Toby Morrell a worship director and small groups pastor at his home church, in addition to fronting his bands, Emery and Matt and Toby. He is also one of the funniest guys I have talked to in recent history. There was no shortage of laughter during our conversation about guys and isolation. But what I loved most about our chat was Toby’s desire to be genuine, beyond the typical, Christianese “authenticity.” I think he was definitely the right guy for the subject at hand. And what exactly is that subject? Well, the fact that so many of us guys exist in a state of giving the Heisman to all those around us, in the spiritual sense. We don’t let others in on who we really are, our true selves, warts and all. This has left a great many of us in horrible spiritual states. The fact is, we need help from our brothers, and consistent vulnerability in connection with fellow Christians, in order to maintain our faith. This conversation should help anyone dealing with isolation or looking to deepen their friendships with their brothers…
Schwab: Give our readers a little bit of your spiritual background.
Morrell: My grandfather was the pastor of a very small group/church/demonization called the church of God in prophecy. It was hyper southern Baptist, in the sense it was very legalistic. Women didn’t wear jeans. We couldn’t go the movies. There wasn’t any jewelry. It was very works-based. The message of most sermons was, essentially, you’d better be careful, or you are going to go hell. At the same time, it was very charismatic. There would be people speaking in tongues and passing out laying on top of pews and placing their hands on hot stoves to prove God’s power, etc. It was a wild time. But after a certain point I was just resigned to going to hell, or at least I thought, good Lord, you have beaten all of this into my head and it sounds like I don’t have a chance of getting into heaven. Finally, I was like…okay I give up! I’m going to hell! (laughing)
But there was a lack of authenticity there, because under the surface people just kind of did what they wanted. My family would sneak into the movies on a regular basis. It was basically…don’t get caught, hide your sin. By the time I reached high school my dad and our whole family got burned out on church. And at that point I started doing my own thing. I became a pretty hardcore party-er…smoking weed, drinking, etc.

[Pointing records]

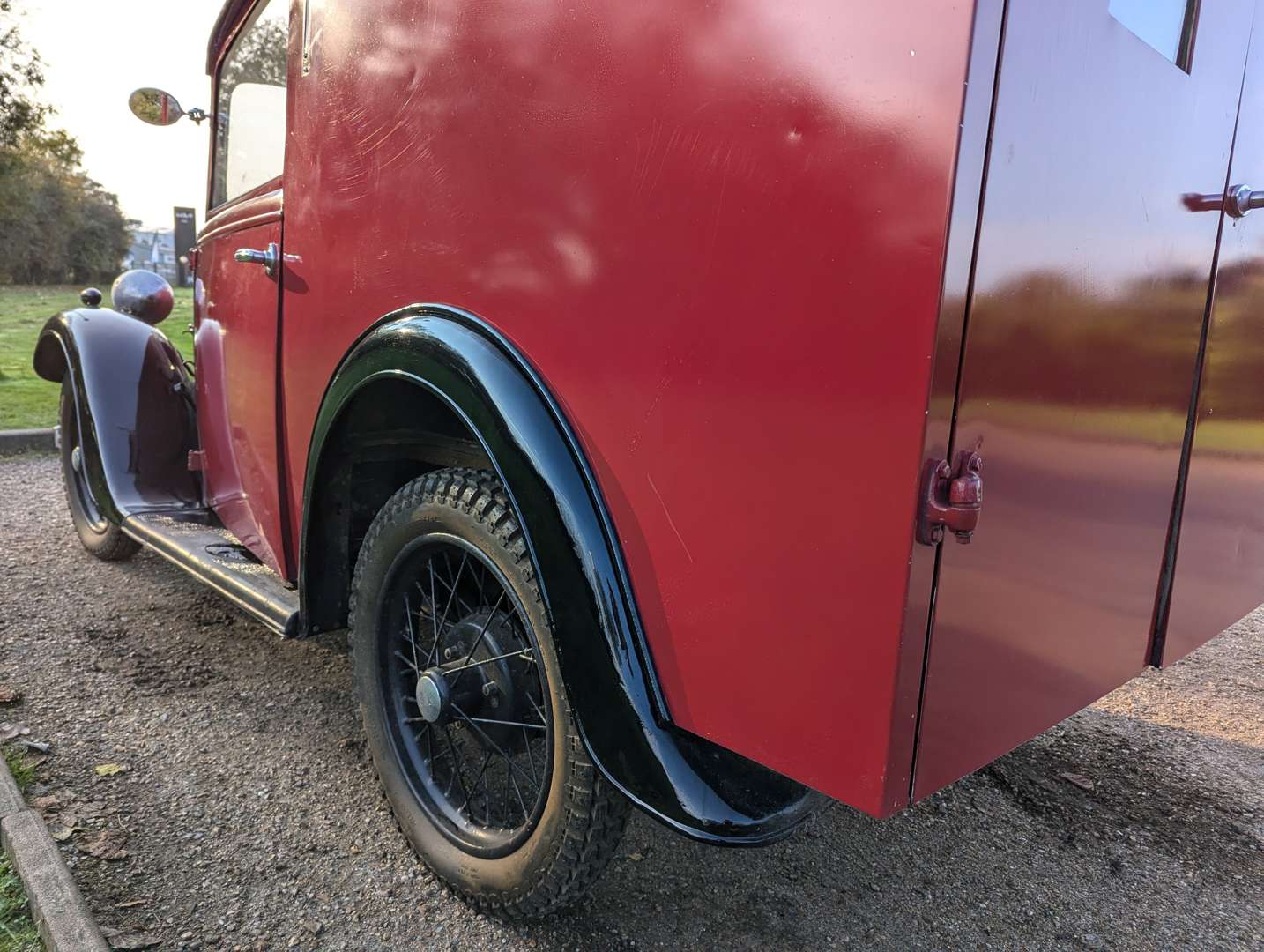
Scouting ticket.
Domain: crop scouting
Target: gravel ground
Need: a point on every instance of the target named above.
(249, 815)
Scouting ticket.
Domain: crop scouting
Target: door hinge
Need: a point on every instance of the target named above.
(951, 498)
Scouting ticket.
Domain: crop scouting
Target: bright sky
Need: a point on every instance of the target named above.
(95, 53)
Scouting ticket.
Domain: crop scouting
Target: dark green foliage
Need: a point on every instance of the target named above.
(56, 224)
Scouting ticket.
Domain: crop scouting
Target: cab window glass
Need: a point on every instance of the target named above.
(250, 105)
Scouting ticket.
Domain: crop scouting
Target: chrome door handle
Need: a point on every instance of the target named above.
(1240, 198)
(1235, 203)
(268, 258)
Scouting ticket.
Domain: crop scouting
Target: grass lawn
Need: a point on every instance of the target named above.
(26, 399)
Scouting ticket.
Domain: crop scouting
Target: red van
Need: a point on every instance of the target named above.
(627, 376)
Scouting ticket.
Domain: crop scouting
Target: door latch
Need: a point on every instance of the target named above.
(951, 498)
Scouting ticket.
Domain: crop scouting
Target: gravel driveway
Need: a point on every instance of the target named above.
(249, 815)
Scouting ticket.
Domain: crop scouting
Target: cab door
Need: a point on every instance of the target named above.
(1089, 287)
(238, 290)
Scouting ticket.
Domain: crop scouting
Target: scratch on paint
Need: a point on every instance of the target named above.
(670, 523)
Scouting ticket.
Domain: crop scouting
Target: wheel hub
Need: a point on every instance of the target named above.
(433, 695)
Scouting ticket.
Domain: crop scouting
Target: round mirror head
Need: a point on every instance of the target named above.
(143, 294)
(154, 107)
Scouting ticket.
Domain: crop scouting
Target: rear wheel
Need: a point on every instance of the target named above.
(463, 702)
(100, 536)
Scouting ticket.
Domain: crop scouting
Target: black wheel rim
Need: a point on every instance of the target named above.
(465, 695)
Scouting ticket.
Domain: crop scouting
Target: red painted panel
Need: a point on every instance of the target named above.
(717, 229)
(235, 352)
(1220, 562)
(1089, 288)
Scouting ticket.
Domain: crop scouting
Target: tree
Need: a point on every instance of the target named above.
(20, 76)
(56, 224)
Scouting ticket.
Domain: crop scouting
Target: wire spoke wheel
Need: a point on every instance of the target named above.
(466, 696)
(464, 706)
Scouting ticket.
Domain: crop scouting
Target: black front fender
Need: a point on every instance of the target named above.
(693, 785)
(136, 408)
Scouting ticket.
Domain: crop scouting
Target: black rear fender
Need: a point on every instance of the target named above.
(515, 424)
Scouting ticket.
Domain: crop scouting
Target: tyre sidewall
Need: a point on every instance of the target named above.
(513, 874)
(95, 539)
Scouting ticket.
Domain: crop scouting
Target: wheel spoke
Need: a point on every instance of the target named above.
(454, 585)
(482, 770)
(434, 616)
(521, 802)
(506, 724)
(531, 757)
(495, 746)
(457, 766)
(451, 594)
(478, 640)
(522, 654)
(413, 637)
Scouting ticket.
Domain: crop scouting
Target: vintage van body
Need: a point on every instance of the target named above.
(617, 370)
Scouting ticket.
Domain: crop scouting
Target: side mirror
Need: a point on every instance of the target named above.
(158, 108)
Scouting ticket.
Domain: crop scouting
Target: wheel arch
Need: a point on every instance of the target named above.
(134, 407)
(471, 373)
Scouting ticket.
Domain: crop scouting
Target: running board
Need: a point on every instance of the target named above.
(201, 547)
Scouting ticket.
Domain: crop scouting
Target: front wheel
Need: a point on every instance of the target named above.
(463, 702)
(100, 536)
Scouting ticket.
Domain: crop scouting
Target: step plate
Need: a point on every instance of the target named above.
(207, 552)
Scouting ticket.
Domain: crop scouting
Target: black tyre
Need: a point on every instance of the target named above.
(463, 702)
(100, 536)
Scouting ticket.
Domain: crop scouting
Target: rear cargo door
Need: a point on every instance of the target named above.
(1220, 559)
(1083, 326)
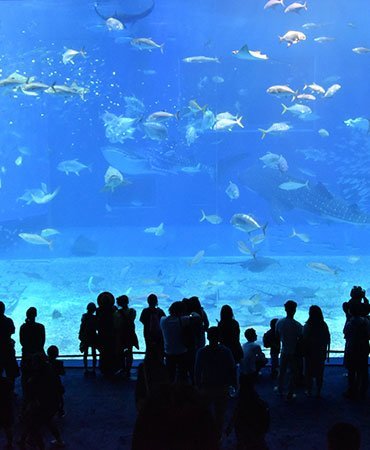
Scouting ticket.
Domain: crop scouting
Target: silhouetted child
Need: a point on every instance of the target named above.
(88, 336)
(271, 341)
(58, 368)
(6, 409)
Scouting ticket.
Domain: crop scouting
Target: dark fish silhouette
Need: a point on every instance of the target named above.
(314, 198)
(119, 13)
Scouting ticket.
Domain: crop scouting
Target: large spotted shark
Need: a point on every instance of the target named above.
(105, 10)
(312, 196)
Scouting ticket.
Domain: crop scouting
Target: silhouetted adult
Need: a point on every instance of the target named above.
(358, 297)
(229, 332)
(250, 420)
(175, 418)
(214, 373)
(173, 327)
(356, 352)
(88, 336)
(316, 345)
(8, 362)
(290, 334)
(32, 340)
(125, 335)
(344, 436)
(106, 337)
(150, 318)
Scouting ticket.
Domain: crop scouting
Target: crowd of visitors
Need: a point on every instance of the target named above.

▸ TASK LIST
1: Rewrite the interview from "But there was" to "weed, drinking, etc.", swapping "movies" for "theater".
2: According to the interview, what happened to Morrell's dad and whole family by the time he reached high school?

▸ FINAL ANSWERS
1:
But there was a lack of authenticity there, because under the surface people just kind of did what they wanted. My family would sneak into the theater on a regular basis. It was basically…don’t get caught, hide your sin. By the time I reached high school my dad and our whole family got burned out on church. And at that point I started doing my own thing. I became a pretty hardcore party-er…smoking weed, drinking, etc.

2: They got burned out on church.